Data.
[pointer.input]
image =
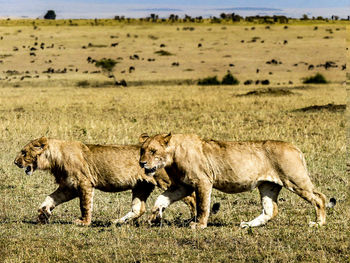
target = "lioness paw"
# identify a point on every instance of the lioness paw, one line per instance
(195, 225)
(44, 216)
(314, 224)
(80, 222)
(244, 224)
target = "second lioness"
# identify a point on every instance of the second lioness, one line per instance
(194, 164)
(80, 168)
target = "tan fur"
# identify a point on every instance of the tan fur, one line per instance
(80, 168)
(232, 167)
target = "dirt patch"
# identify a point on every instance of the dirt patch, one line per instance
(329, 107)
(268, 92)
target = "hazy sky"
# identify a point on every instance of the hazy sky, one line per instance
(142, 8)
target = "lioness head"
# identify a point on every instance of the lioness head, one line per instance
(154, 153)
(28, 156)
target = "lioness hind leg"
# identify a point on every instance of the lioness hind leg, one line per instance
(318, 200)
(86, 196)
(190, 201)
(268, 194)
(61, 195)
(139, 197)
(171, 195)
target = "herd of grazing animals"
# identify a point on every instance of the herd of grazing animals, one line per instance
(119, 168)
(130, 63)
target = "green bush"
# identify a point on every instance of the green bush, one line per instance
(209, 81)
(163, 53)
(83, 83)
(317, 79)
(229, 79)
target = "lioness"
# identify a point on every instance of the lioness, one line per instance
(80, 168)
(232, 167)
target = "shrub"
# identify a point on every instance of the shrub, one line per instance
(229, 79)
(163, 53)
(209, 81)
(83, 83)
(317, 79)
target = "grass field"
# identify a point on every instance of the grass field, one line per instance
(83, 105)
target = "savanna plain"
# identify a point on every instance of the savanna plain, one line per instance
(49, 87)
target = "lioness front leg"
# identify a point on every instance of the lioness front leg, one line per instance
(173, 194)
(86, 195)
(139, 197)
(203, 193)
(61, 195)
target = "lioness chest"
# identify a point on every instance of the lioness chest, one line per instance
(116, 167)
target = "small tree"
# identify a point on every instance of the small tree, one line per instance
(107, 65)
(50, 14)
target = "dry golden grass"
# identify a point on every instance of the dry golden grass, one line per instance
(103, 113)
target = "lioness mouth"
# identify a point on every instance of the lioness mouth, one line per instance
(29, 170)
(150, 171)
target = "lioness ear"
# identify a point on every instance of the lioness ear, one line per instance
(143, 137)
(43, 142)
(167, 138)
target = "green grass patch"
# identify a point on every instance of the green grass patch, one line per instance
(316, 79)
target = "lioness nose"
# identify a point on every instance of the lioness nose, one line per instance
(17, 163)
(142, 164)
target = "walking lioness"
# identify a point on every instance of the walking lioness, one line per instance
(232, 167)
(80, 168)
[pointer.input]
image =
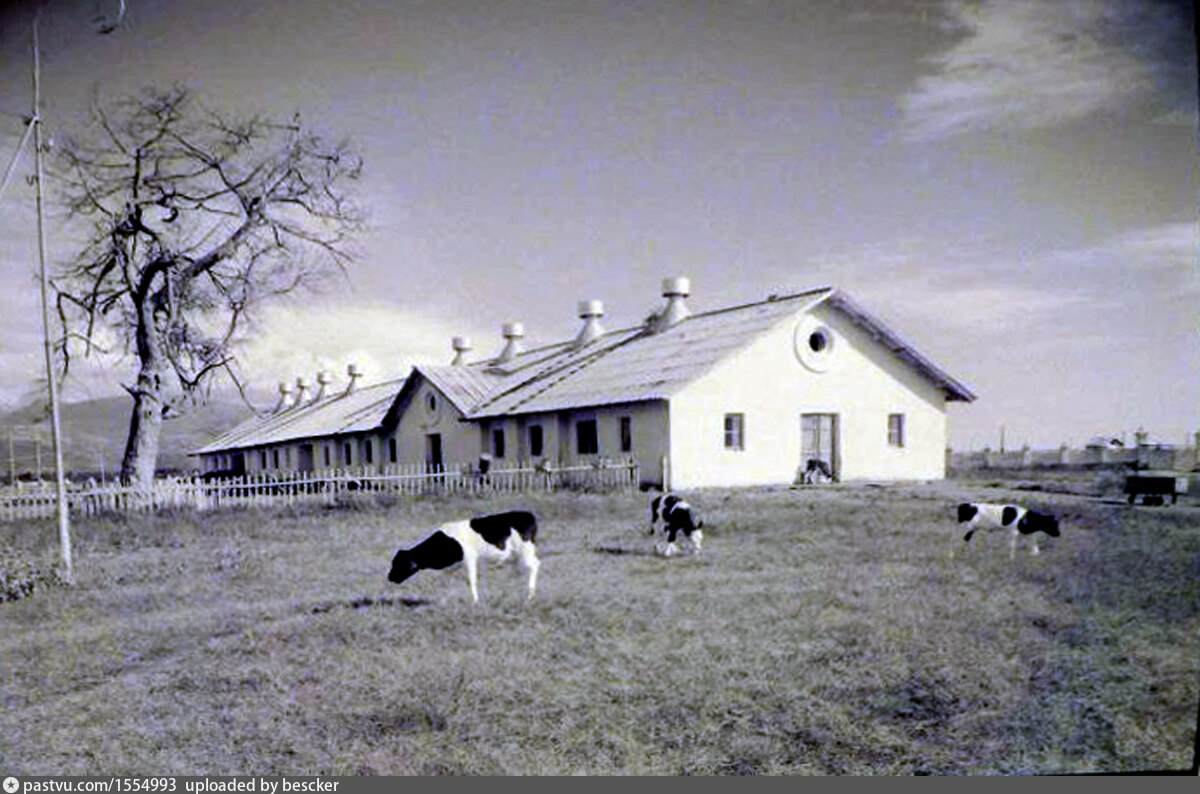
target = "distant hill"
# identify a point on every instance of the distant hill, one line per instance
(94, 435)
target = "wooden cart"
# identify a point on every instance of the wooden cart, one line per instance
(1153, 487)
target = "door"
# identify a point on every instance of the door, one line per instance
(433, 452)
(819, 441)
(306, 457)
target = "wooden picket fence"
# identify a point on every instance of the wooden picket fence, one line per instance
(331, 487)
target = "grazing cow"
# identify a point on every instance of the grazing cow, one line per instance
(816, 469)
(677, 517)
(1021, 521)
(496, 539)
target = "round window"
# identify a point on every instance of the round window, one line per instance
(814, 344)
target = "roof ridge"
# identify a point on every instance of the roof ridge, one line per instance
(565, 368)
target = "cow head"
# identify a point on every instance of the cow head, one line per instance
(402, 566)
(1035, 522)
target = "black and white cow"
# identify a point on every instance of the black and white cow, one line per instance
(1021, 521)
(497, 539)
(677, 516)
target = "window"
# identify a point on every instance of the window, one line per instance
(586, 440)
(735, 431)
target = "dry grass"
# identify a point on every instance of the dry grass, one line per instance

Directions. Report every line in the rows that contains the string "ridge", copying each such line in full.

Solution for this exercise.
target = "roof ridge"
# identify a point on every instance of the roof ridge, one line per instance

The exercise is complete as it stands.